#### GIVEN EXERCISE
Return every line of the data below that contains the string "coating". Case counts.

#### RECORDS PROVIDED
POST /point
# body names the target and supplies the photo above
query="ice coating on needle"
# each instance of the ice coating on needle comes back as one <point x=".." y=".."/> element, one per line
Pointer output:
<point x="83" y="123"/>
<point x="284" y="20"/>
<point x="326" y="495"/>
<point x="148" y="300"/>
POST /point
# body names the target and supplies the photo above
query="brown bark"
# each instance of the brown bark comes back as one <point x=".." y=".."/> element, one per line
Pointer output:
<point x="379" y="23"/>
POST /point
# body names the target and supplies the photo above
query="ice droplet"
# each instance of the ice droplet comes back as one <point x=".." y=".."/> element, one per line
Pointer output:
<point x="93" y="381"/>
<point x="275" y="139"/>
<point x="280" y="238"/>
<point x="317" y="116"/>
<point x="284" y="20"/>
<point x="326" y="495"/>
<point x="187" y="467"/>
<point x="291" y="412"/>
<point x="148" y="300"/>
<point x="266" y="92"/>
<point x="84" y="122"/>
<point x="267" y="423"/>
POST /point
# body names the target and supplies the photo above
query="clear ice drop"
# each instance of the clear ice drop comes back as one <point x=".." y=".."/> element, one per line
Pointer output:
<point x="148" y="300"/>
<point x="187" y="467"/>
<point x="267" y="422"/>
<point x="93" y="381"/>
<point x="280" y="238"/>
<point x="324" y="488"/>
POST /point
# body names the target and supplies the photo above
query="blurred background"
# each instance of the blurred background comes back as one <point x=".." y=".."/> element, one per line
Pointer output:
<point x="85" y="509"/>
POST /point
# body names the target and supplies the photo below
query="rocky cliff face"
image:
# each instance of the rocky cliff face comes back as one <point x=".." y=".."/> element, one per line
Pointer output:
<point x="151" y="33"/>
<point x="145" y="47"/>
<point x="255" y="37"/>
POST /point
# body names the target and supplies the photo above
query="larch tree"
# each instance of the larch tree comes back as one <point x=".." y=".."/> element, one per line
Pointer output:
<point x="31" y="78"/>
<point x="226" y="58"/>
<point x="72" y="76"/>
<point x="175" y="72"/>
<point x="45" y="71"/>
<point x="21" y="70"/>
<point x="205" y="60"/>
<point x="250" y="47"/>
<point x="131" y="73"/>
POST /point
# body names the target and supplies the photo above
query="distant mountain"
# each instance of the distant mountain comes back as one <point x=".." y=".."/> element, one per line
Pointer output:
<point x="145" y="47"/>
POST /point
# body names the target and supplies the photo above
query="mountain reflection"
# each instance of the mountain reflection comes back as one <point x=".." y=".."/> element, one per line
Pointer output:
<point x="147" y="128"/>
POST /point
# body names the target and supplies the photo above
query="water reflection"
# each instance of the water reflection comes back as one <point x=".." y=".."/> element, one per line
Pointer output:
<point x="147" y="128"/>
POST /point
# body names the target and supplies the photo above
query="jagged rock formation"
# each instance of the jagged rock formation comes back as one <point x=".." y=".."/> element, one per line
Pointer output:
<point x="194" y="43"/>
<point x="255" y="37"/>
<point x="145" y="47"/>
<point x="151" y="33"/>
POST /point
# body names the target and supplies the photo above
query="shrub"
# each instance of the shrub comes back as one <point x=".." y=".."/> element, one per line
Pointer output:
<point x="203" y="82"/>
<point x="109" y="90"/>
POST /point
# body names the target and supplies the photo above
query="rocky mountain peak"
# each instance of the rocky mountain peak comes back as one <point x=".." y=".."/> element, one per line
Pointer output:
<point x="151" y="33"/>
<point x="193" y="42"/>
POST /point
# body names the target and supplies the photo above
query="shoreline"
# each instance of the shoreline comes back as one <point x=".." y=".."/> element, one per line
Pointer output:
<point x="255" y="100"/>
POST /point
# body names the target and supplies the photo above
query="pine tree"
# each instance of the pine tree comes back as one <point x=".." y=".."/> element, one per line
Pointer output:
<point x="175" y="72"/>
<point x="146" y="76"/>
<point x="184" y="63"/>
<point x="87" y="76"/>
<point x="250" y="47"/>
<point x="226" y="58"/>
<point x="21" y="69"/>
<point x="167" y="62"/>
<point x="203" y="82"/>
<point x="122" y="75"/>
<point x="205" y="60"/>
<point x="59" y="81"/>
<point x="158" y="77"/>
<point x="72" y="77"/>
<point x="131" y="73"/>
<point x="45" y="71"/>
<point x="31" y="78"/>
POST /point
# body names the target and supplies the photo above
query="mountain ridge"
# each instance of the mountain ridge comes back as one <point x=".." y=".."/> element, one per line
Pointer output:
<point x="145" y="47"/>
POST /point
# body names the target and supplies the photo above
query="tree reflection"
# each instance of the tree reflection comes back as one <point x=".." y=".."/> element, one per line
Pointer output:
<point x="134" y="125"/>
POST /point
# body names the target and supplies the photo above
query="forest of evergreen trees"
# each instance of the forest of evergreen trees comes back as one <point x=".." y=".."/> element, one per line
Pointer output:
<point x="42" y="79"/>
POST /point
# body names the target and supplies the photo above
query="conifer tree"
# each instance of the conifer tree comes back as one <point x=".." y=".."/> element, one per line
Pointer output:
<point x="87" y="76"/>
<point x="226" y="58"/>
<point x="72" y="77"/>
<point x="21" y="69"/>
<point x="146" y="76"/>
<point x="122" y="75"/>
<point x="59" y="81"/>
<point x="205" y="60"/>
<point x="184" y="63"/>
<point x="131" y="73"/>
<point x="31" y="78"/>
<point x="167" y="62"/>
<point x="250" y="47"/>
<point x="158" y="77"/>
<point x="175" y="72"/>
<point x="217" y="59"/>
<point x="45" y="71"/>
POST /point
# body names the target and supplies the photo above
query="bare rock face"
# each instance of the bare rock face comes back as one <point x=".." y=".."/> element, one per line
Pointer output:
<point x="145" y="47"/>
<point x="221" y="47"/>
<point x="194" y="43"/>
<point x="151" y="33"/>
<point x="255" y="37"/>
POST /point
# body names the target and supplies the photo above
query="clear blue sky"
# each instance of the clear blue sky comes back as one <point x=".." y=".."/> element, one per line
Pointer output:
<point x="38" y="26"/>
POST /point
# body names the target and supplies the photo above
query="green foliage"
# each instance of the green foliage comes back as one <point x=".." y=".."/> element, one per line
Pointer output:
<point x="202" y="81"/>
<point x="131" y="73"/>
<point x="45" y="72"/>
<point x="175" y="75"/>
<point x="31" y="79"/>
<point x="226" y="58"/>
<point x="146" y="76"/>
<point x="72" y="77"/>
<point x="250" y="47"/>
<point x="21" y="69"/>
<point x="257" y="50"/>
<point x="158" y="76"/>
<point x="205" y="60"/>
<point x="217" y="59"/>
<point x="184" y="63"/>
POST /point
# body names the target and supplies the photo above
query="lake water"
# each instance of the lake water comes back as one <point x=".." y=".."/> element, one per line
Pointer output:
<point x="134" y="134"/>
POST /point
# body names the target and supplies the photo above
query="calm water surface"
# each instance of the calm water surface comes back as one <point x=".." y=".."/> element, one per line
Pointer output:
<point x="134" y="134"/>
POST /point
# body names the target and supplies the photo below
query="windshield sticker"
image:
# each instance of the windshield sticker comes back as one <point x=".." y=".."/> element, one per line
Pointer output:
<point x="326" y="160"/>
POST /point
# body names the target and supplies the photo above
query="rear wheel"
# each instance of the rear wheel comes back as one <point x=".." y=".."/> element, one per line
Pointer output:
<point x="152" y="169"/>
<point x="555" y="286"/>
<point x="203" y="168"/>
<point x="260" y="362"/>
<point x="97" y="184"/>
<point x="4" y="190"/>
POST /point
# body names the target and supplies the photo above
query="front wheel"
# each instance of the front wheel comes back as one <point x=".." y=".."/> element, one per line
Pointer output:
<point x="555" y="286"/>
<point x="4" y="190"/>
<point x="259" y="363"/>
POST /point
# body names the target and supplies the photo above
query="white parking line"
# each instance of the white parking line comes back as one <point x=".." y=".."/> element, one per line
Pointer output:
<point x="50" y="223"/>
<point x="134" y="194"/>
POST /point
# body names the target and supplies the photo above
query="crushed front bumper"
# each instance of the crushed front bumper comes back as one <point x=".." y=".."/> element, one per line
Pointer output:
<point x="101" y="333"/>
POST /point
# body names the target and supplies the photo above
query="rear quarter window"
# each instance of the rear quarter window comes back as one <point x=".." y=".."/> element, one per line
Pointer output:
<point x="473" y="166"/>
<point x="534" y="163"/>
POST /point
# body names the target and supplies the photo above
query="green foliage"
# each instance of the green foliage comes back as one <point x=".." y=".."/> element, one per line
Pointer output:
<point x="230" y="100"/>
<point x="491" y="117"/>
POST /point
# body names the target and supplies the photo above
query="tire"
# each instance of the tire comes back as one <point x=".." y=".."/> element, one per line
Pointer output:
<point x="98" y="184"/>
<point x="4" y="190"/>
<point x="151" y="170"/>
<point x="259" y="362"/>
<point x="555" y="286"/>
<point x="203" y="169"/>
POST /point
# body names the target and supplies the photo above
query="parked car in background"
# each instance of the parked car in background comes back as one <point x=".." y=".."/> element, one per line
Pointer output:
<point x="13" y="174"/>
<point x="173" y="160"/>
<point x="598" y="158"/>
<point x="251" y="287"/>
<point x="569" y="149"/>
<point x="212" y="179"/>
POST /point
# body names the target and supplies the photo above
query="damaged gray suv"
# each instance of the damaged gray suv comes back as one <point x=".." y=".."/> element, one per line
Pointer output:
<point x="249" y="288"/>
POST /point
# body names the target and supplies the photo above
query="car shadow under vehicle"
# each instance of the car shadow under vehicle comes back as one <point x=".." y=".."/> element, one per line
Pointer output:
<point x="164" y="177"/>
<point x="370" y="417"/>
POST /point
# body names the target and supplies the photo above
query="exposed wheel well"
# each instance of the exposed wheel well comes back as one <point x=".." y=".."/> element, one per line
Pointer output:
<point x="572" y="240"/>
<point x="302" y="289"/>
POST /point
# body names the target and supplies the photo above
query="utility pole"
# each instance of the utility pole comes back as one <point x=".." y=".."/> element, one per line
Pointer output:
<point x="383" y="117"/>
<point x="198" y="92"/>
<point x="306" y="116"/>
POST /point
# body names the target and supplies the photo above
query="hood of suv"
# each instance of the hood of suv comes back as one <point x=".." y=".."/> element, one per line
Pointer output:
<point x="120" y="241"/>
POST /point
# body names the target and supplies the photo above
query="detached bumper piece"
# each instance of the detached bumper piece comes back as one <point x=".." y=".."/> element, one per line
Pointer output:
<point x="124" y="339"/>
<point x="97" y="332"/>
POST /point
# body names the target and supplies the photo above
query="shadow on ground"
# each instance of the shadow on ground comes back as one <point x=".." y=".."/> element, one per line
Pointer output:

#### ANSWER TO THE PROBLEM
query="ice coating on needle"
# each instance of the ice coating on needle comes back as one <point x=".." y=".."/> element, one per line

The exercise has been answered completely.